Write out exactly the lines of the entries below, from the first through the line containing "Target: green arrow", and nothing beyond them.
***** Recorded data
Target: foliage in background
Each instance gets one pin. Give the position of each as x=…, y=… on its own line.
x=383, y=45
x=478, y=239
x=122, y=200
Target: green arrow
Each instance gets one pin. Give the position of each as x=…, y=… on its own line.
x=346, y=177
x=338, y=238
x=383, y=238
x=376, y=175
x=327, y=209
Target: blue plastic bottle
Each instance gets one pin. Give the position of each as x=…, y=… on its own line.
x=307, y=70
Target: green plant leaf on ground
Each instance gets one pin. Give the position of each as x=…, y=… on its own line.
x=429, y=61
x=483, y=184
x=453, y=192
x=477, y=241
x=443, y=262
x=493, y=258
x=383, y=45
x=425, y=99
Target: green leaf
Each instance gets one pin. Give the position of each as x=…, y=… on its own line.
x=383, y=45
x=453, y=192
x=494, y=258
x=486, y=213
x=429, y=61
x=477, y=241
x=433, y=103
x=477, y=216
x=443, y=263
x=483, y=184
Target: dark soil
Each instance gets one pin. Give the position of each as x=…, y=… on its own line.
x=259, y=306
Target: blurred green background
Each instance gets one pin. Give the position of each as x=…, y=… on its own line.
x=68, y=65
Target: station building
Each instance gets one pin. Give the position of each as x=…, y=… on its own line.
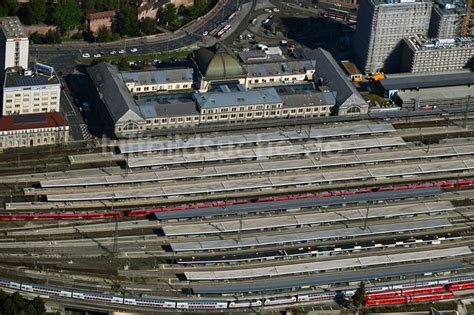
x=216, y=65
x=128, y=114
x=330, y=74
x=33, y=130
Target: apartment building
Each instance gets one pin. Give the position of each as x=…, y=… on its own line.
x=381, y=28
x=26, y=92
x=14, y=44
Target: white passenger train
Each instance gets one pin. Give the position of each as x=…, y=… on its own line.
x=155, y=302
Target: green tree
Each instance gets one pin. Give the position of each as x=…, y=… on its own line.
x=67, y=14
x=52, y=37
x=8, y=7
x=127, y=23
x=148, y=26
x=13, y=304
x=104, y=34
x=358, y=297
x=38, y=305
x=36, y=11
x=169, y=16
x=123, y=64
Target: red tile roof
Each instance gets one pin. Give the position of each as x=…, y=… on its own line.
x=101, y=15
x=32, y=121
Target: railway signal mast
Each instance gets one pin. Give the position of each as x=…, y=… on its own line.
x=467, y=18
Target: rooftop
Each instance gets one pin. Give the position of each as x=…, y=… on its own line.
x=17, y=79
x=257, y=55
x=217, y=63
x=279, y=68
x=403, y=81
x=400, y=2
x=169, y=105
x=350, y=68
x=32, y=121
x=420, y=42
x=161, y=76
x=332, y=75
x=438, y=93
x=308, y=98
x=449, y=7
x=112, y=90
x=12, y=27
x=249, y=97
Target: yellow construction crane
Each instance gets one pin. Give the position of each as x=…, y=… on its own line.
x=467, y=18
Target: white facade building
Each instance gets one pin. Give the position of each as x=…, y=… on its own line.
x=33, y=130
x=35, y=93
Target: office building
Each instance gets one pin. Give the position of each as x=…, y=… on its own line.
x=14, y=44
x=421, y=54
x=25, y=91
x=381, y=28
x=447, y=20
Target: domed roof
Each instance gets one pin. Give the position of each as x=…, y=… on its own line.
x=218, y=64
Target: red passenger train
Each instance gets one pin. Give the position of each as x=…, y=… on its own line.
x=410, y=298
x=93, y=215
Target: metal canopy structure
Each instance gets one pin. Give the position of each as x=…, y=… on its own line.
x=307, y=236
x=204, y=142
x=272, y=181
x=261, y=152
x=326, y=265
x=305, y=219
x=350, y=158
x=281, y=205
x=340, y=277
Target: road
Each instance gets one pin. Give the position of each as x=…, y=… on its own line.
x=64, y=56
**********
** Finished task **
Target: foliage in background
Each instance gets one pin. Give the position of each as x=…, y=… on its own line.
x=383, y=45
x=478, y=239
x=122, y=200
Target: green arrow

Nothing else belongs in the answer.